Repeat every one of the records below word for word. Leave the pictures out of your answer.

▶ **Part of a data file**
****

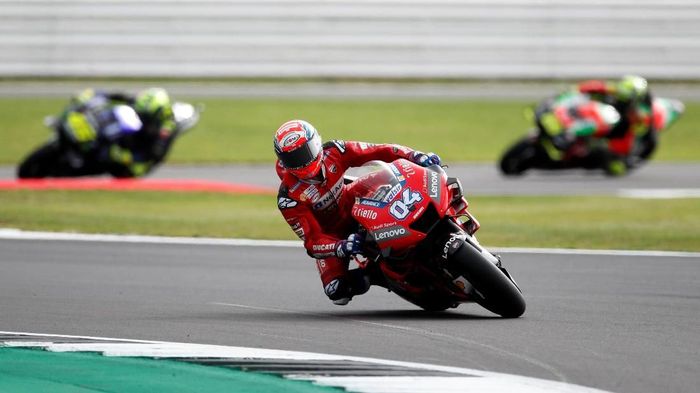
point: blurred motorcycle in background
(85, 143)
(543, 149)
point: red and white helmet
(299, 149)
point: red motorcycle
(420, 239)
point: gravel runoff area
(495, 90)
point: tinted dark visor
(300, 157)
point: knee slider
(337, 289)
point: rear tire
(519, 158)
(493, 289)
(40, 163)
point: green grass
(241, 130)
(571, 222)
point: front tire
(493, 289)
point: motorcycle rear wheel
(493, 289)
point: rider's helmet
(631, 88)
(299, 149)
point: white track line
(16, 234)
(464, 379)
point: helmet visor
(300, 157)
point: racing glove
(351, 246)
(425, 159)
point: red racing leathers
(320, 213)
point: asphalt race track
(618, 323)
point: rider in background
(632, 99)
(316, 204)
(129, 155)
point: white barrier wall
(351, 38)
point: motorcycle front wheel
(493, 288)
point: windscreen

****

▶ **Exercise answer**
point: blurred motorcycle in background
(85, 143)
(543, 149)
point: red and white helmet
(299, 149)
point: red motorcycle
(420, 239)
point: gravel runoff area
(495, 90)
point: tinted dark visor
(300, 157)
point: knee slider
(337, 289)
point: rear tire
(519, 158)
(493, 289)
(40, 163)
point: green grass
(241, 130)
(571, 222)
point: front tire
(493, 289)
point: motorcycle rear wheel
(493, 289)
point: rider's helmet
(631, 88)
(299, 149)
point: white track line
(16, 234)
(464, 379)
point: helmet visor
(300, 157)
point: racing glove
(351, 246)
(425, 159)
point: red racing leathers
(320, 213)
point: asphalt race track
(618, 323)
point: rider in background
(632, 99)
(316, 204)
(129, 155)
point: white barrier wall
(351, 38)
point: motorcycle front wheel
(493, 288)
point: windscreen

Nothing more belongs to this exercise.